▸ Given request: Edit the rows below by replacing every occurrence of "four space-separated values" with "four comma-separated values", and leave everything else unchanged.

▸ Given data:
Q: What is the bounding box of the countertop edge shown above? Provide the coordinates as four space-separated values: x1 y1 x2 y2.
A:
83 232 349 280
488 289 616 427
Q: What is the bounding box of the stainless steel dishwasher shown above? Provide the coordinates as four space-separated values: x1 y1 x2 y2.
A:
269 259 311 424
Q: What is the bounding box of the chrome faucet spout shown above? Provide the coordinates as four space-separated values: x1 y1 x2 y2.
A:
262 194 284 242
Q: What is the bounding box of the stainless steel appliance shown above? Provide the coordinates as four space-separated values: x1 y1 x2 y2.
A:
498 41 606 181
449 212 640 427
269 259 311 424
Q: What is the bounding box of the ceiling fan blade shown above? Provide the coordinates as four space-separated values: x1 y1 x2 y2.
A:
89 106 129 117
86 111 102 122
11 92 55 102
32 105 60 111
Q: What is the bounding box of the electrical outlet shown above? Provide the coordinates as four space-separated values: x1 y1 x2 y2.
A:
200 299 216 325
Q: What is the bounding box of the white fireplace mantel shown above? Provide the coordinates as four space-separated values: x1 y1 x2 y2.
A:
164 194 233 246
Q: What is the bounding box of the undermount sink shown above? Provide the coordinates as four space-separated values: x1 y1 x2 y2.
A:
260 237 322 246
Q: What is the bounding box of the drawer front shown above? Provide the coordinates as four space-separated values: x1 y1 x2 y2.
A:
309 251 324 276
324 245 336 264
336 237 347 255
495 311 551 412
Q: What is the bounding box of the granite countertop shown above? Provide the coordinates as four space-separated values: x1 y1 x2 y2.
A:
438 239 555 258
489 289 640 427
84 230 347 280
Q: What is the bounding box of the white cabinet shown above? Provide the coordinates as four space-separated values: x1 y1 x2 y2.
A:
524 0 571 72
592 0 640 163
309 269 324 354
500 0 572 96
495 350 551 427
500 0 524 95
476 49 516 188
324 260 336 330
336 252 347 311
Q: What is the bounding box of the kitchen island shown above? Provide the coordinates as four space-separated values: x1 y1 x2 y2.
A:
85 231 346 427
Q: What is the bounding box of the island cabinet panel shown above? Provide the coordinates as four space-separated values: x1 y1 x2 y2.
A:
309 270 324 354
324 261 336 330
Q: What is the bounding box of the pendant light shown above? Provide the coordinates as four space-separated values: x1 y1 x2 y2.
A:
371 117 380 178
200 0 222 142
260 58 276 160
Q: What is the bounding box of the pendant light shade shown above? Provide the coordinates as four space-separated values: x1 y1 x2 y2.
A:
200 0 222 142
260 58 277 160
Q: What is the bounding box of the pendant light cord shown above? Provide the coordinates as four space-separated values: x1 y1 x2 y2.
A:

▸ Task response:
Q: What is the bounding box of the countertop edge shown above? Provide the coordinates as four comma-separated values: x1 y1 x2 y2.
A:
83 232 349 280
488 289 616 427
Q: What is the bounding box of the stainless steel dishwasher shown above? Provide the coordinates as four comma-separated values: x1 y1 x2 y2.
A:
269 259 311 424
Q: What is the bounding box of the chrome faucet spout shown above? Provide the coordinates as four comma-separated values: x1 y1 x2 y2.
A:
262 194 284 242
Q: What is the bounding box of the stainless steel appliance shown above? Provide the coordinates as four comma-separated values: x1 y1 x2 y2.
A:
498 41 606 181
449 212 640 427
269 259 311 424
Q: What is the bounding box of the ceiling fan blade shown above? Provide the coordinates as four comma-separated values: x1 y1 x2 y2.
A:
89 106 129 117
86 111 102 122
11 92 55 102
32 105 60 111
Q: What is the bounding box of the electrical outlet shown above? Provide the coordinates as four comma-separated values: x1 y1 x2 y2.
A:
200 299 216 325
Q: What is the bounding box of the white fireplace mantel shown above? Provide the coordinates as four comma-separated values: x1 y1 x2 y2.
A:
164 194 233 246
Q: What is the bounding box of the undermount sink shown above? Provide the coordinates as four comma-separated values: x1 y1 x2 y2.
A:
260 237 322 246
Q: What is the bounding box of the drawer front shown above? Provide the coordinates as four comma-separated values: x1 y1 x2 y2.
A:
309 251 324 276
324 245 336 264
336 237 347 255
495 311 551 412
Q: What is the bounding box of the granite countertop shown above? Provide the coordinates as four comma-separated values: x1 y1 x2 y2.
A:
438 239 555 258
489 289 640 427
84 230 347 280
Q: What is the bounding box of the white cabinet shown above? Provide the coordinates as four comma-separated values: x1 y1 x2 y2.
A:
524 0 571 72
592 0 640 163
309 269 324 354
500 0 572 96
495 350 551 427
500 0 524 95
476 49 516 188
324 260 336 330
336 252 347 311
Q: What is the bounding box of the kitchen island shown above? Provide the coordinates as four comma-separated values: x1 y1 x2 y2.
A:
85 231 346 427
Q: What is the bounding box of the island cabinet panel shown above? Provide the coordinates as four comma-separated values: x1 y1 x2 y2.
A:
309 270 324 354
324 261 336 330
Q: What is the bounding box of the pendant light shown above? Provide the coordinates as four comma-separated values: x1 y1 x2 y2.
A:
371 117 380 178
200 0 222 142
260 58 276 160
Q: What is the bounding box of the pendant light shade shown above? Provide the coordinates as four comma-separated values: x1 y1 x2 y2.
A:
200 0 222 142
260 58 277 160
Q: What is the bounding box of the pendant light cord shown above? Provide the coordinates as four comma-separated values: x1 y1 x2 y2.
A:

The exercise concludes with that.